-- PROBLEM TO WORK ON --
All lines in the listing below that hold the string "each" are to be tallied, with only the total reported.

-- INFORMATION GIVEN --
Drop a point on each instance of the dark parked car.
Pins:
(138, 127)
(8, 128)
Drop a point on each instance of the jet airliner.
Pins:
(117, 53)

-- FINISHED TASK --
2